— WHAT IS EXPECTED —
Start at the line containing "Find the neighboring" and transcribe every line exactly through the end of the records below, and only those lines.

— STORED ROWS —
'''
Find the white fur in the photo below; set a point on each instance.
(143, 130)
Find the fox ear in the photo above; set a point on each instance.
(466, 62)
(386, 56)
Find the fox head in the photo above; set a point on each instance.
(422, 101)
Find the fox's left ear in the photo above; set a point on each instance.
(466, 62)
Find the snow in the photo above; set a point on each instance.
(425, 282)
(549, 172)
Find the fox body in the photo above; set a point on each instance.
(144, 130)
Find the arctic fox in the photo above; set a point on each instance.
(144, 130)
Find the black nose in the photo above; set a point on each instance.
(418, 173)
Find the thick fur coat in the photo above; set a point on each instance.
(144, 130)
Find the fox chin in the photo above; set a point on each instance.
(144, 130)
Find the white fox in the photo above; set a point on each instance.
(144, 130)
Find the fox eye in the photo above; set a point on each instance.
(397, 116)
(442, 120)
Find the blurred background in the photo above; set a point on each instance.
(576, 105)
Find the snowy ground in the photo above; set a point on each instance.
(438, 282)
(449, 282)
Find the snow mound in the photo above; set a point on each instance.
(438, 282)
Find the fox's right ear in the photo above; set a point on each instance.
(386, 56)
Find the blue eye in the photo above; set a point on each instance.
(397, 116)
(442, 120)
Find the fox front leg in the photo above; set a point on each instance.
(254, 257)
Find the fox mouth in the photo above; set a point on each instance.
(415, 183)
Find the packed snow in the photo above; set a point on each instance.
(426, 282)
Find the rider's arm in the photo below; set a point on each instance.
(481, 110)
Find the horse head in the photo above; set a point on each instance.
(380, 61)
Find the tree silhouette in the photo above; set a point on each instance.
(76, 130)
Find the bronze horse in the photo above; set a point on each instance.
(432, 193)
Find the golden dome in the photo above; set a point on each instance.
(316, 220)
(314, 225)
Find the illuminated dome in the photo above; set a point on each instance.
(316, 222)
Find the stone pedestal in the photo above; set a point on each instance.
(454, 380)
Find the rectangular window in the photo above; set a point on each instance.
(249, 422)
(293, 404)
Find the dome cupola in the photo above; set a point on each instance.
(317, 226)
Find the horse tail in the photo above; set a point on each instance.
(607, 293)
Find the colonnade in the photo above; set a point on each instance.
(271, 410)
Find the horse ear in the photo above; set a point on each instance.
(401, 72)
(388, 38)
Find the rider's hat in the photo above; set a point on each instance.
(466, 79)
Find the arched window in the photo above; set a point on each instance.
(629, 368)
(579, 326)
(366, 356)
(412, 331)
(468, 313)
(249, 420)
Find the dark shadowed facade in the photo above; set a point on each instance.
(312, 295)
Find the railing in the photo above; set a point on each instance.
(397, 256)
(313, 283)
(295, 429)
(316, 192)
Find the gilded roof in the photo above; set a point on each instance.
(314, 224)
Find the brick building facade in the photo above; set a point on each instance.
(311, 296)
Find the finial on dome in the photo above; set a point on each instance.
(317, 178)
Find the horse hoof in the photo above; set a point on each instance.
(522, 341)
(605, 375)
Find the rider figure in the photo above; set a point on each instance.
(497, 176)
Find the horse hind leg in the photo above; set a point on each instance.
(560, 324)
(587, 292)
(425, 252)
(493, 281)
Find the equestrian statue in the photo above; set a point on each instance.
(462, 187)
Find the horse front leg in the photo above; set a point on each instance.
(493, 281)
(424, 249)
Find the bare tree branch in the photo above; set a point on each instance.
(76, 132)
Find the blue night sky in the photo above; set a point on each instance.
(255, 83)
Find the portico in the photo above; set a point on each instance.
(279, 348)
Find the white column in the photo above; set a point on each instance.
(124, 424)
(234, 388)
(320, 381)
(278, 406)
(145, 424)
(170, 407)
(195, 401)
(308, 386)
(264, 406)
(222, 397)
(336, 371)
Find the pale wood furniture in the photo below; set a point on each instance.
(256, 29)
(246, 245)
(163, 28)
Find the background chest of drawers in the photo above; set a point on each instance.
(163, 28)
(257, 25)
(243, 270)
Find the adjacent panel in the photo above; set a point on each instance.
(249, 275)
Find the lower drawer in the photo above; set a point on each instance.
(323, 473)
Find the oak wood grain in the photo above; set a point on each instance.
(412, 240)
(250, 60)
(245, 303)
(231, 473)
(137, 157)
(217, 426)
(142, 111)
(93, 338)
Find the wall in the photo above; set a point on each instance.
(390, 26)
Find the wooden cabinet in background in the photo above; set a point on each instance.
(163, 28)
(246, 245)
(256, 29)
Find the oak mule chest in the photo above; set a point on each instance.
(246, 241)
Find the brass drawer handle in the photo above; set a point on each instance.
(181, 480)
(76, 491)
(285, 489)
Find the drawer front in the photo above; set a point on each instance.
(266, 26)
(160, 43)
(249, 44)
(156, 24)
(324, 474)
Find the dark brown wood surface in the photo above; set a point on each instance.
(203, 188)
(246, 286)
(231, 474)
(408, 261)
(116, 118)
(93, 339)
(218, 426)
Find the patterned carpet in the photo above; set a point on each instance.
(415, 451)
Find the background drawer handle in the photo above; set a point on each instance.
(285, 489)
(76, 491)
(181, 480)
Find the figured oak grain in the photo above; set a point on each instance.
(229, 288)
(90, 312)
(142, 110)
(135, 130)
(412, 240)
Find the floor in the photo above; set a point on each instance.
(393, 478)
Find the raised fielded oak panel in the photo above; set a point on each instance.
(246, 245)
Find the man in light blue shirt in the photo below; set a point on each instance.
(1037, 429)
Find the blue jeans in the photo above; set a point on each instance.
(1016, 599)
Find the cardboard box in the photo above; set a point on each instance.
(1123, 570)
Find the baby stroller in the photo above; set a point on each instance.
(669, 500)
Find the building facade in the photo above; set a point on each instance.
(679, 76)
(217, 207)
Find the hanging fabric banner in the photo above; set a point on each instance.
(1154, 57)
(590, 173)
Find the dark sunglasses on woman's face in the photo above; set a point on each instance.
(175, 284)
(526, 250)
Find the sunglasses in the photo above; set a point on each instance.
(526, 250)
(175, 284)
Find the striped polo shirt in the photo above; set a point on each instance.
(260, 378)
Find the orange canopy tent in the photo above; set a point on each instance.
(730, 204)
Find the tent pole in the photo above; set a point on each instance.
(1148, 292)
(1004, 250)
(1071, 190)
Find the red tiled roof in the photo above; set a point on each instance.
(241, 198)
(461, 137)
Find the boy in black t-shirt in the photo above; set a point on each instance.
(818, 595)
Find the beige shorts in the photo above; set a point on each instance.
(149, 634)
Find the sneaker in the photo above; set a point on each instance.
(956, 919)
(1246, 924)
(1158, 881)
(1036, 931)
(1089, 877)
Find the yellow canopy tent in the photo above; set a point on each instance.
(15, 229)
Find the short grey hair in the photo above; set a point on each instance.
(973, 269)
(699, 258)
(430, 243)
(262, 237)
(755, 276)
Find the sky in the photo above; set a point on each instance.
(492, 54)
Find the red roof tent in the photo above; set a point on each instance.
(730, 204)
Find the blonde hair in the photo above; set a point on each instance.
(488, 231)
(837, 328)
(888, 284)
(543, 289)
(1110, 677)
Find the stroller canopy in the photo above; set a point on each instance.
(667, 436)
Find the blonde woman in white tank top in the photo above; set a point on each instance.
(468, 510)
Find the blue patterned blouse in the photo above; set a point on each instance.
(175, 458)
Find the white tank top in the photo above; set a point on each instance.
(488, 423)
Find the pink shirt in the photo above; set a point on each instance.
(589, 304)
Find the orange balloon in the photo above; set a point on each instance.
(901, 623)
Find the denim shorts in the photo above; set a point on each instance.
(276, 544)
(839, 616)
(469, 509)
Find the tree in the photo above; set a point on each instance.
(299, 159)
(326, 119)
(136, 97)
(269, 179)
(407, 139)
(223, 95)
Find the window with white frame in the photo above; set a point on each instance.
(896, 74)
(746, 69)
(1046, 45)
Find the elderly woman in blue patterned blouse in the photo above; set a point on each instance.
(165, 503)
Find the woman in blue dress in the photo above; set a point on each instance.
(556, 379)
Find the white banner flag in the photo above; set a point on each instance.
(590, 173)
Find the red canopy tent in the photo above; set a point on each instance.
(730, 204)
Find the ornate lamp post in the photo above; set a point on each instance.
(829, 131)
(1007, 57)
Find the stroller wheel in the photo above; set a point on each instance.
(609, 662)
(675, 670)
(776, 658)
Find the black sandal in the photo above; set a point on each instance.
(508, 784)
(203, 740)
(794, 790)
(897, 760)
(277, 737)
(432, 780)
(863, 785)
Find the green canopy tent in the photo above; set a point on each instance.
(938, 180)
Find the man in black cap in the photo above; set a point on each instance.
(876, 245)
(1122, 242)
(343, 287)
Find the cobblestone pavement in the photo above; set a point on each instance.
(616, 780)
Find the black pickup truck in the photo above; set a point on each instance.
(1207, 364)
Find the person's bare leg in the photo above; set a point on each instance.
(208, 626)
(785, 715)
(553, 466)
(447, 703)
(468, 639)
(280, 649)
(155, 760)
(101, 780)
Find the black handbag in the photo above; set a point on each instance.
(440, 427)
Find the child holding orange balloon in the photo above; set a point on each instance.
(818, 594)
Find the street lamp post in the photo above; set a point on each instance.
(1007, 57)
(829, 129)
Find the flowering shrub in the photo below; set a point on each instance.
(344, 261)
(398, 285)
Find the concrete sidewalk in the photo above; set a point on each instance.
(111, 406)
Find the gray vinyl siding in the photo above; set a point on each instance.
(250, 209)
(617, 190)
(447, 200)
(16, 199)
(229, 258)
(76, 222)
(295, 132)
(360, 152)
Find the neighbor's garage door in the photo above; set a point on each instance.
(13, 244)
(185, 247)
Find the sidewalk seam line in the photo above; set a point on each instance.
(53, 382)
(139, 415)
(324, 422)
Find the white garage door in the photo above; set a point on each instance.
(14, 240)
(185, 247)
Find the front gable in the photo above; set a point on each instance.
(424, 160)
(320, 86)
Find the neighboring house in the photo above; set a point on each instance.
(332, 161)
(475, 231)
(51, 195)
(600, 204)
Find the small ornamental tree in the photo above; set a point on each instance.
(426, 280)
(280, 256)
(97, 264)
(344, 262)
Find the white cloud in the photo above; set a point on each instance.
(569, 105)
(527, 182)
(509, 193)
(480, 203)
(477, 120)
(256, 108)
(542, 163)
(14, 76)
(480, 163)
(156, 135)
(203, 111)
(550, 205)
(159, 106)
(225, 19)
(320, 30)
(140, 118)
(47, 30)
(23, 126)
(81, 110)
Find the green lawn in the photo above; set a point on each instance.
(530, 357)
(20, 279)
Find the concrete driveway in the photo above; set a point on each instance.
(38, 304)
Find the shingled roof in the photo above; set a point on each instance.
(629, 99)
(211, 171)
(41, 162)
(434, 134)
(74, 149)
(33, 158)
'''
— EXERCISE RESPONSE —
Find the neighboring house in the photo above; set a point on each instance.
(332, 161)
(475, 231)
(51, 195)
(600, 204)
Find the small ornamental tree in the photo above; set a point on each instance.
(426, 280)
(280, 256)
(97, 264)
(344, 262)
Find the white cloud in the photo above; set a point on each instance.
(569, 105)
(527, 182)
(509, 193)
(480, 203)
(477, 120)
(256, 108)
(542, 163)
(14, 76)
(480, 163)
(156, 135)
(203, 111)
(550, 205)
(159, 106)
(225, 19)
(320, 30)
(140, 118)
(47, 30)
(23, 126)
(81, 110)
Find the green lawn in the photo above; set a point on each instance.
(530, 357)
(20, 279)
Find the concrete driveway in the photo above; set a point on each instance.
(38, 304)
Find the shingled roof in the photo above; set a point on each instance.
(629, 99)
(211, 171)
(41, 162)
(434, 134)
(74, 149)
(33, 158)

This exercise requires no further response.